═══ Fragment
U mnie puchnie pod furtka. A furtka jest wlasnie w lekkim zaglebieniu.
> > No wlasnie nie.
> > Jakos sobie nie wyobrazam zeby mi sie snieg od spodu topil. Ergo powierzchnia
>
> A przymrozki po pierwszych roztopach ? Odkad zima puscila to grunt
> jest jak bagno, nasiakniety woda. I to marznie i odmarza kilkukrotnie.
Ale tylko po wierzchu (w normalne przedwiośnie). No aktualnie w wawie jest
troche bardziej mroźno wiec ma szanse bardziej zmarznąć.
> > ziemi na tych 10-20 cm nie odmarza podczas zimy. I mam na mysli zime a nie
> > jakies popierdolki.
>
> Po nawet najzsrozszej zimie przyjdzie troche slonca, pojawi sie
> roztop, a w nocy wystapia ujemne temp. i wszystko spowrotem
> zamarznie :) Jezeli u Ciebie tak nie jest to zyjesz w innej strefie
> klimatycznej :]
>
Ale nie gleboko. Do tego tam nizej jest nadal zmarzniete i warstwa ktora ma
sznase spuchnac jest ciensza. Dlatego normalnie tego nie widac.
> > W tym roku i w wawie i na slasku jak napadalo sniegu to 2 miesiace lezal i
> > mrozik trzymal na te -5 w dzien. Snieg nie mial szans sie za bardzo stopic.
>
> j/w. A po dwoch miesiacach co przyszlo? Ocieplenie i roztop. I nim
> wszystko wyschnelo znowu mamy przymrozki (dzisiaj mialem -12st C na
> termometrze rano).
>
No i sobie popatrz o ile masz wyzej ziemie wokol slupkow, murkow itp. Ale tam
gdzie masz zwykla ziemie a nie poprawnie zrobione podklady pod podjazdy/placyki.
Zaznacz sobie teraz i zobacz na wiosne o ile ziemia zapracowala.
══════
═══ Zebrane dane
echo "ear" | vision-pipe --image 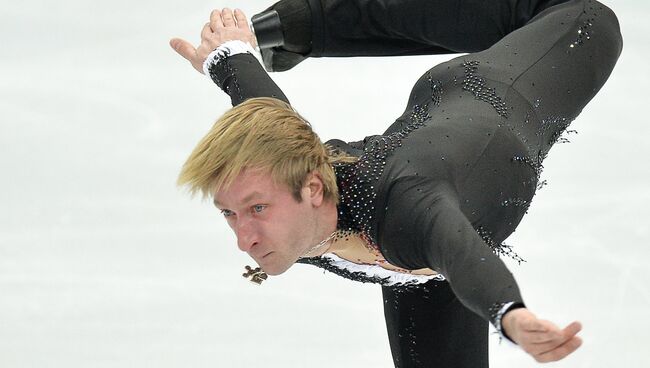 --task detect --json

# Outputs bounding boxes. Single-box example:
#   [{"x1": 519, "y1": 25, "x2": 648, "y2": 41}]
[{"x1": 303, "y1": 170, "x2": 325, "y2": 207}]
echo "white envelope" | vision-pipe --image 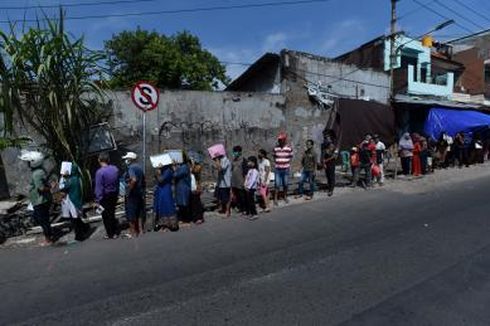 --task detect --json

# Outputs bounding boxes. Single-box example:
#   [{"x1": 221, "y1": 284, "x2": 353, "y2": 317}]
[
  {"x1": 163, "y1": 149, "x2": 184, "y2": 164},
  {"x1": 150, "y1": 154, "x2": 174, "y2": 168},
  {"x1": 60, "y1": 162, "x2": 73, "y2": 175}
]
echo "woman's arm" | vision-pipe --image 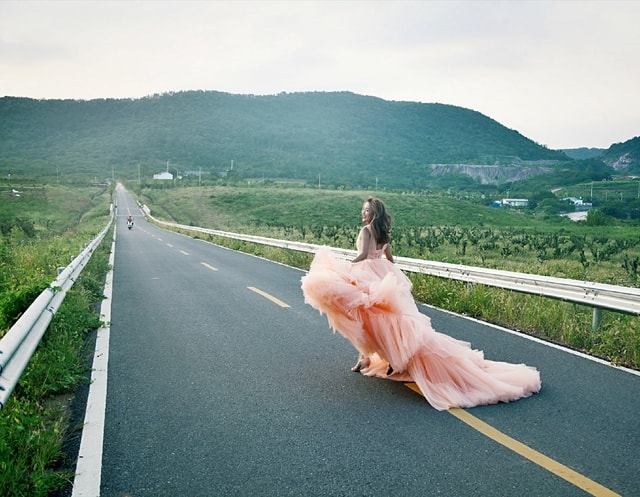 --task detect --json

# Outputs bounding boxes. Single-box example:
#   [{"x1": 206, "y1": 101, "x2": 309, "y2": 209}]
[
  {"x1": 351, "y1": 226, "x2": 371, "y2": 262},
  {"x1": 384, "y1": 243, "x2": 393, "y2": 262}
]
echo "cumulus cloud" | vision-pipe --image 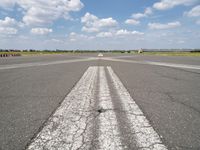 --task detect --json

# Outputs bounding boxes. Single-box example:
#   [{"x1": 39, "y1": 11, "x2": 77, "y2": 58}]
══════
═══ Zebrane dane
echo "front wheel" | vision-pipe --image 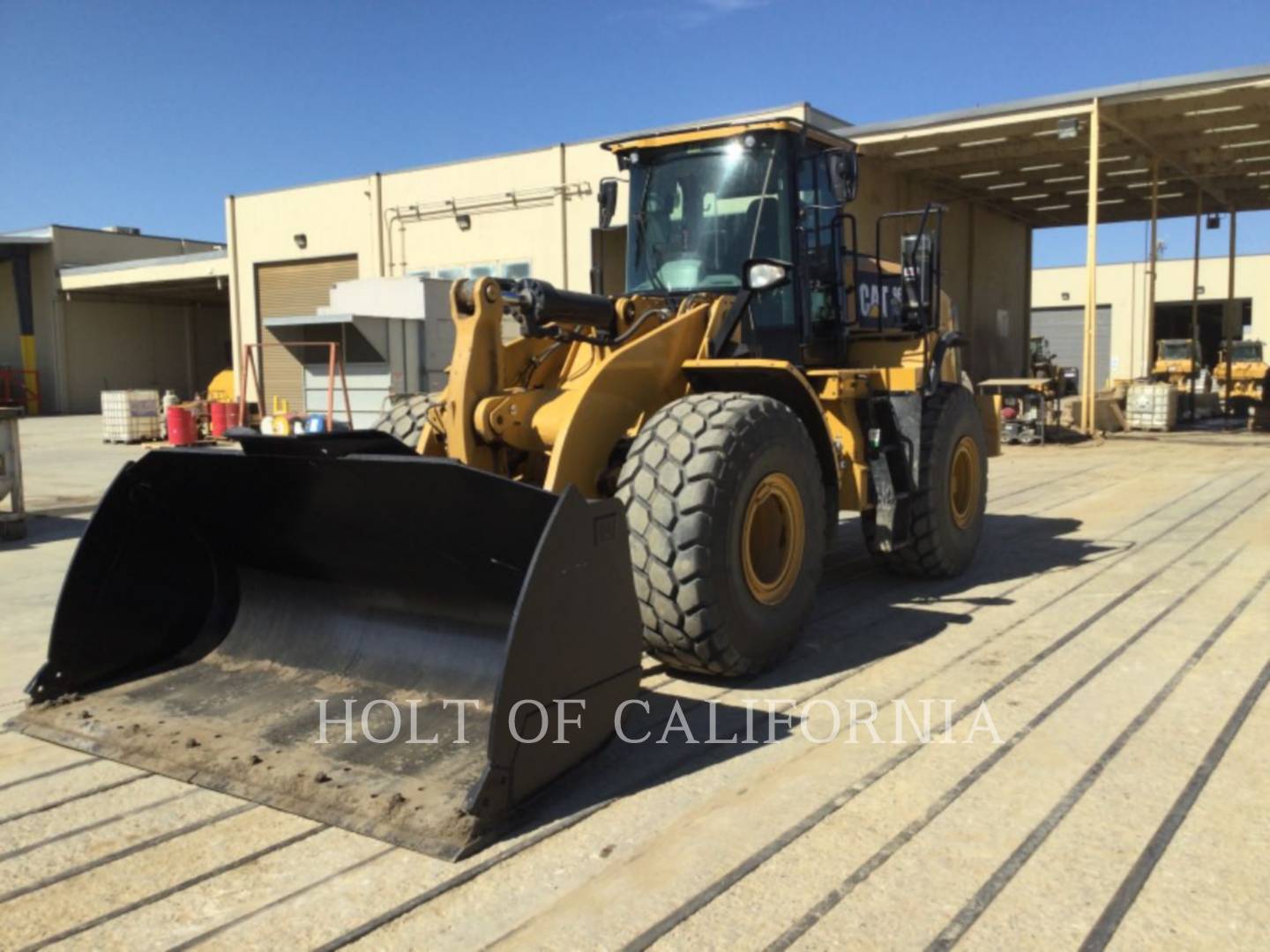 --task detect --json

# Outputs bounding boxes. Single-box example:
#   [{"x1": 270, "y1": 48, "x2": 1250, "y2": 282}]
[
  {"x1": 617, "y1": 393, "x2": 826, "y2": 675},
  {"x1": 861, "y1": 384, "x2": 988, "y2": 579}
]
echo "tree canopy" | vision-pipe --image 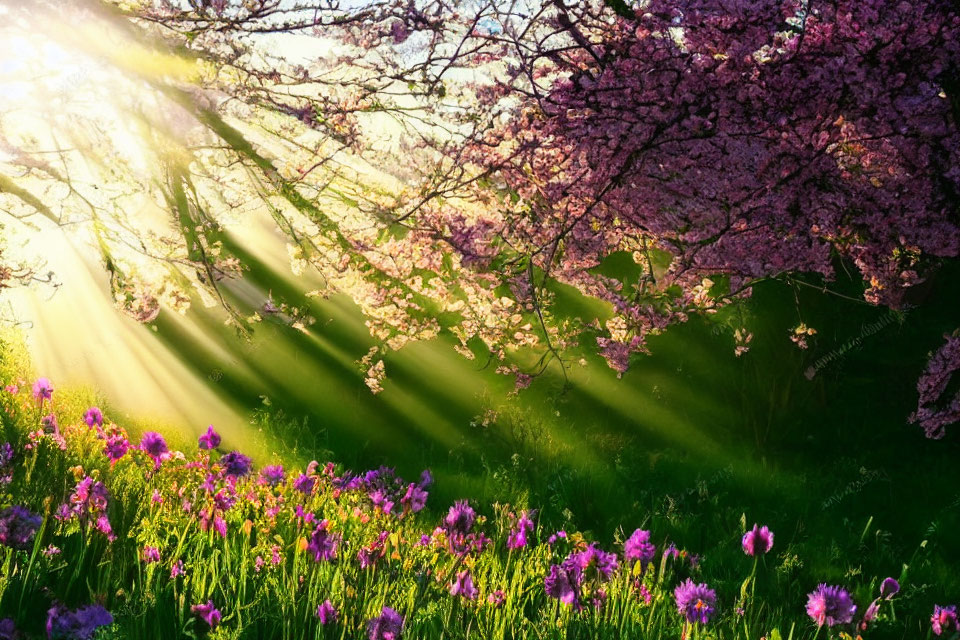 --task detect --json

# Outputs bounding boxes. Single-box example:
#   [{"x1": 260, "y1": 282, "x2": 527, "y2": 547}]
══════
Zadania do wykonania
A – Jaką poranną temperaturę na termometrze podaje fragment dyskusji o puchnięciu zamarzającego gruntu?
B – Poprowadź dalej dyskusję o zamarzaniu i puchnięciu gruntu zimą, zaczynając po jej ostatnim zdaniu.

Odpowiedzi do zadań
A – Minus 12 stopni Celsjusza.

B –
> > Sęk w tym ze jak rozmrozisz te wode to tylko jak szybko ja odprowadzisz gleboko
> > to odplynie (o ile masz taki grunt). Jak ci ta woda nie zdazy odplynac to ci sie
>
> Ale nikt nie chce jej odprowadzac wglab ziemi, tylko do odplywu
> liniowego / kanalizacji / glebokiej studni chlonnej / poza teren
> dzialki.
>
No i bardzo dobrze. O ile wczesniej nie zamarznie :)
> > Miales krzywa zime.
> > wawa i slask mialy dobre 30-50cm sniegu nawalone. I raczej topnialo tylko tam
>
> Jestem z samiutkiego gornego slaska. Toc pisalem, ze raz odsniezalem -
> napadalo przez dwa dni te pol metra i koniec. "Wystarczyloby" to
> stopic. Choc pewnie taka polmetrowa gore sniegu stopic nie latwo.
>
A widzisz pod tarnowskimi gorami padalo tak ze odsniezac trzeba bylo czasem
nawet co dziennie. Widac jak rozne moga byc warunki nawet na niewielkich obszarach.
> > Nikt ci nie broni.
> > Zrob i niech ci dziala. Ale warto pamietac o tym ze ta woda gdzies musi isc. I
> > moze tam zamarzać...
>
> No ja mysle ze o tym kazdy wie. Na wiosne tez ta woda sie stopi i
> gdzies musi isc - zakladam, ze kazdy ma podjazd zrobiony tak, ze nie
> idzie do garazu ;-)
Ja widzialem garaze w piwnicy i tam podjazd nazywa sie zjazdem i ma spadek do
drzwi garazu. :)
A na powaznie to widzialem pare domkow w ktorych spadku nie widac ale podczas
deszczu kaluze sie tworza pod domem zamiast plynac sobie precz. Czasem to blad w
sztuce a czasem kompromis bo takie jest uksztaltowanie terenu...
Tak czy siak. Swoja sugestie przekazalem. Jesli nie doswiadczasz puchniecia
ziemi to twoj zysk. Ale nie zawsze sie udaje przed tym uciec...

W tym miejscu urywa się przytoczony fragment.